## TEKST ŹRÓDŁOWY
Every year when the Summer starts I start looking for white or light blue airy shirts/boleros with long sleeves that can hide me from the sun. I keep buying this or that but I'm never fully satisfied.




Kiedy skończyłam szyć wełniany pulower z chryzantemą od razu w mojej głowie zaświeciła myśl "a może by tak uszyć sobie letnią koszulę narzutkową, korzystając z tego wykroju?". *^v^* Materiał sam wszedł mi w ręce i zdawał się być idealny do tego celu - to bawełna na yukatę, którą w zeszłym roku dostałam do Eri, białe tło z nadrukiem granatowych bambusów i kwiatów.
When I finished making this woollen pullover I suddenly realised I could sew a Summer shirt using the same pattern. *^v^* The choice of fabric was obvious - the yukata cotton I got from Eri last year, white background with blue bamboos and flowers.

## TWOJE ZADANIE
Zwróć bez zmian fragment tekstu o szyciu letniej koszuli: zacznij od słów "Every year when", a skończ na słowach "never fully satisfied." włącznie. Opieraj się wyłącznie na powyższym tekście.

## WYODRĘBNIONY MATERIAŁ
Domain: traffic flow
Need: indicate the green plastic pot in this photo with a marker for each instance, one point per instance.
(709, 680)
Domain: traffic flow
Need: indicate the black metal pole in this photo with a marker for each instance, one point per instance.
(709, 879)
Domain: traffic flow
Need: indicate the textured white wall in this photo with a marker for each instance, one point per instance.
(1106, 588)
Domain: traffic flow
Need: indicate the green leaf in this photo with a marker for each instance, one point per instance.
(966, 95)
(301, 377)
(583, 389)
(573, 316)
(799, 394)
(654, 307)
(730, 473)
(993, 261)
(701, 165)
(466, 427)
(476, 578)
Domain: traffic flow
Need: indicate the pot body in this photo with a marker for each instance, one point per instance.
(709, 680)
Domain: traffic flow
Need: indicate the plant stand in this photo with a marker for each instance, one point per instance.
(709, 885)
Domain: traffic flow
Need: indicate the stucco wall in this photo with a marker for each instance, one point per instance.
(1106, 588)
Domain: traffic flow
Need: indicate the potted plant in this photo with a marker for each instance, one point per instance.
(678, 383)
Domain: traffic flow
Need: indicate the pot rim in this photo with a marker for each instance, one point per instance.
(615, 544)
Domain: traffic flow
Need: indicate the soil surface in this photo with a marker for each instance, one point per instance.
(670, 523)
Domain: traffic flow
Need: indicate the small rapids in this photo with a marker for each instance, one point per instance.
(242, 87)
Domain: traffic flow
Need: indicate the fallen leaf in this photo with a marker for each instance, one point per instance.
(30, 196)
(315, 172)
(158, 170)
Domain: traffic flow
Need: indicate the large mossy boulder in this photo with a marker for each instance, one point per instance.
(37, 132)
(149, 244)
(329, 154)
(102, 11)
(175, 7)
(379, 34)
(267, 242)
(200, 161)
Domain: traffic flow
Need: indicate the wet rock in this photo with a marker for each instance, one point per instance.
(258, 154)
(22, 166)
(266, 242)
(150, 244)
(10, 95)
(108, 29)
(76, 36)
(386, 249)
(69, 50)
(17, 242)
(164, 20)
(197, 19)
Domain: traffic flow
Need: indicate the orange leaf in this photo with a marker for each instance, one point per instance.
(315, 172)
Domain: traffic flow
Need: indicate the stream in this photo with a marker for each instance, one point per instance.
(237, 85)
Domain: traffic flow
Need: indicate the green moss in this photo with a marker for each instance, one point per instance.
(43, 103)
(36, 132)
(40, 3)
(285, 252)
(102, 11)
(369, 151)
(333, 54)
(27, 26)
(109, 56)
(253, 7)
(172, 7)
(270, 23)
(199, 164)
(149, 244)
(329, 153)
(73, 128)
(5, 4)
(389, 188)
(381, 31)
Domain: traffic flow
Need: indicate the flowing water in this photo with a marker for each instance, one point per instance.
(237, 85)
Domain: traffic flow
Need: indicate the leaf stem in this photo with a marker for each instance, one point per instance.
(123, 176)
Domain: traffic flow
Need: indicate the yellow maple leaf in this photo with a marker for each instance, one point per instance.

## ROZWIĄZANIE ZADANIA
Every year when the Summer starts I start looking for white or light blue airy shirts/boleros with long sleeves that can hide me from the sun. I keep buying this or that but I'm never fully satisfied.